#### Text under study:
:::::

Pope: Confession is not like dry cleaners, but is encounter with Jesus
By Carol Glatz Catholic News Service
VATICAN CITY (CNS) — Going to confession isn’t like heading off to be tortured or punished, nor is it like going to the dry cleaners to get out a stain, Pope Francis said in a morning Mass homily.
“It’s an encounter with Jesus” who is patiently waiting “and takes us as we are,” offering penitents his tender mercy and forgiveness, he said April 29.
Members of the Vatican’s investment agency and a group of religious women joined the pope for the Mass in the chapel of the Domus Sanctae Marthae, where the pope lives.
“God is light, and in him there is no darkness at all,” the pope said, quoting from the First Letter of John.
While everyone experiences moments of darkness in life, the verse refers to the darkness of living in error, “being satisfied with oneself, being convinced of not needing salvation,” he said.
As John continues, the pope said, “If we say, ‘We are without sin,’ we deceive ourselves, and the truth is not in us.”
People have to start out with the humility of realizing “we are all sinners, all of us,” he said.
Even though it is embarrassing to admit to and tell the truth about one’s thoughts and deeds, embarrassment or “shame is a true Christian and human virtue” linked to the traditional virtue of humility.
“Humility and kindness are the framework of a Christian life,” the way a Christian must walk in life, he said.

:::::

#### Data extract:
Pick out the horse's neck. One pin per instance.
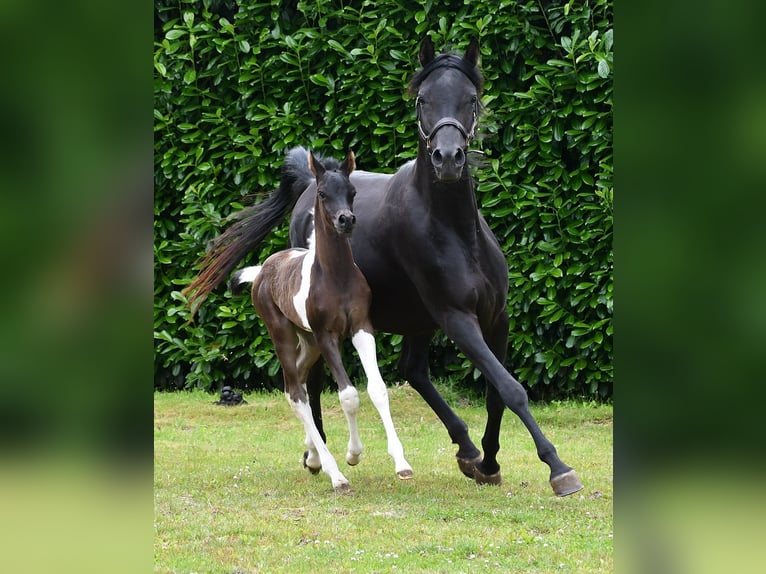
(452, 204)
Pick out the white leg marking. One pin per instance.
(299, 299)
(364, 343)
(248, 274)
(349, 401)
(312, 458)
(303, 411)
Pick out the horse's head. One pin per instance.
(448, 88)
(335, 193)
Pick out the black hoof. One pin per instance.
(566, 484)
(468, 466)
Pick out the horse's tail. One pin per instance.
(251, 225)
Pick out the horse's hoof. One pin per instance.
(468, 465)
(311, 469)
(342, 488)
(353, 459)
(482, 478)
(566, 484)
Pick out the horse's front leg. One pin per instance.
(329, 346)
(463, 328)
(413, 366)
(364, 343)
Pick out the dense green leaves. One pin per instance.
(237, 85)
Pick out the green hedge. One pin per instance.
(238, 84)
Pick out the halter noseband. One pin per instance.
(427, 137)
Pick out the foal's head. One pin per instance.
(448, 90)
(335, 194)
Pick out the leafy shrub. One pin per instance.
(237, 85)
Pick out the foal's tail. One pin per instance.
(251, 225)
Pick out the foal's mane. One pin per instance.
(447, 61)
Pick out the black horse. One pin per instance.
(429, 257)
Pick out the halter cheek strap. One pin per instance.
(427, 137)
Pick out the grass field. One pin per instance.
(231, 495)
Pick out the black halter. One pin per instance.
(467, 134)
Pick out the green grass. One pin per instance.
(232, 497)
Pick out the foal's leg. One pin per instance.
(315, 385)
(308, 355)
(329, 346)
(296, 359)
(413, 366)
(364, 343)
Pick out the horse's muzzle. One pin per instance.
(448, 163)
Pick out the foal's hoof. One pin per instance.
(482, 478)
(342, 488)
(311, 469)
(468, 465)
(353, 459)
(566, 484)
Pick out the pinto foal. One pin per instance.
(310, 300)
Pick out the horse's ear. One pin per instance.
(472, 52)
(349, 164)
(426, 54)
(315, 166)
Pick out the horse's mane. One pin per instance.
(448, 61)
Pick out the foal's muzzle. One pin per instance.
(345, 222)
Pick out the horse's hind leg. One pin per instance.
(364, 343)
(413, 366)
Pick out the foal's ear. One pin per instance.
(349, 164)
(472, 52)
(315, 166)
(426, 53)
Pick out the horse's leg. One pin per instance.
(488, 471)
(329, 346)
(413, 366)
(364, 343)
(463, 328)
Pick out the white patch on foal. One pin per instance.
(248, 274)
(300, 298)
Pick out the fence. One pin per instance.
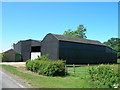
(77, 69)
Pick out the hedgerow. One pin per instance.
(46, 67)
(104, 77)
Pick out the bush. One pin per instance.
(104, 77)
(52, 68)
(46, 67)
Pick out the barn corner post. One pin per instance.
(65, 68)
(74, 68)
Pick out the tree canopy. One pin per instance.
(114, 43)
(80, 32)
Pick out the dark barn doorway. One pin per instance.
(35, 52)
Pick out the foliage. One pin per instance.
(105, 77)
(46, 67)
(80, 32)
(114, 43)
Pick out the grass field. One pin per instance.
(78, 77)
(69, 81)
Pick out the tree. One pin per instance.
(2, 55)
(114, 43)
(80, 32)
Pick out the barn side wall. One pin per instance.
(25, 50)
(17, 47)
(9, 56)
(85, 53)
(50, 46)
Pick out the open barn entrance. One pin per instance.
(35, 52)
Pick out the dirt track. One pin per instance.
(17, 64)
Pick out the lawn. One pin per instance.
(77, 77)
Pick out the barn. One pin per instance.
(73, 50)
(77, 50)
(11, 56)
(28, 48)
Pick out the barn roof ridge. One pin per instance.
(75, 39)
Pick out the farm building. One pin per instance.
(73, 50)
(77, 50)
(28, 48)
(11, 55)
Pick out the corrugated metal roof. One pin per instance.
(78, 40)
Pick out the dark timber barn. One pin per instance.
(73, 50)
(77, 50)
(26, 47)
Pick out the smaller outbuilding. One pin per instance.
(11, 56)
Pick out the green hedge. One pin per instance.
(46, 67)
(104, 77)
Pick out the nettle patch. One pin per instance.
(44, 66)
(105, 77)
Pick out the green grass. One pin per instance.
(118, 61)
(69, 81)
(79, 79)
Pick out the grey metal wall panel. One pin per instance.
(85, 53)
(50, 46)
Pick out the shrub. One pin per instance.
(104, 77)
(46, 67)
(52, 68)
(29, 64)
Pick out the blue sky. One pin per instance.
(33, 20)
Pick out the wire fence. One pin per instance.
(78, 68)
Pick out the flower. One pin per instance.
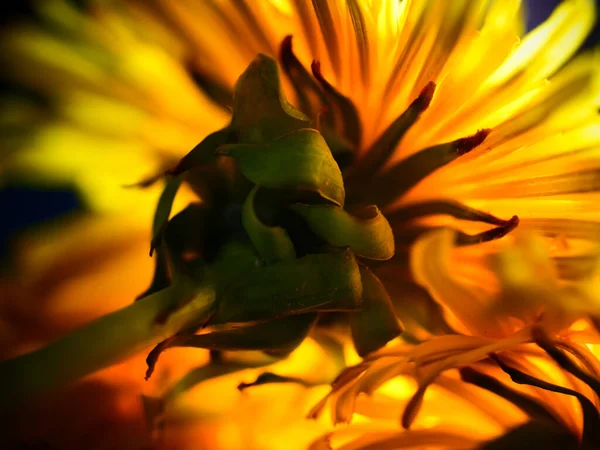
(499, 305)
(418, 122)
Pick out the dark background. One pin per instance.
(22, 207)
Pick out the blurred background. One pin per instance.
(25, 207)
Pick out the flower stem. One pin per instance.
(105, 341)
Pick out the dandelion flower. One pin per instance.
(409, 117)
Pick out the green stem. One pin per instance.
(103, 342)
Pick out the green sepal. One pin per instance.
(204, 153)
(163, 210)
(261, 112)
(376, 323)
(271, 242)
(282, 336)
(368, 234)
(298, 161)
(318, 282)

:::::

#### Your objective:
What does the article on confession say, summed up in two sentences?

#### Reply to the exercise:
In a morning Mass homily on April 29, Pope Francis said going to confession is neither like being tortured or punished nor like taking a stain to the dry cleaners, but an encounter with a patiently waiting Jesus who takes people as they are and offers tender mercy and forgiveness. Quoting the First Letter of John, he said people must start with the humility of realizing that all are sinners, called shame a true Christian and human virtue linked to humility, and named humility and kindness as the framework of a Christian life.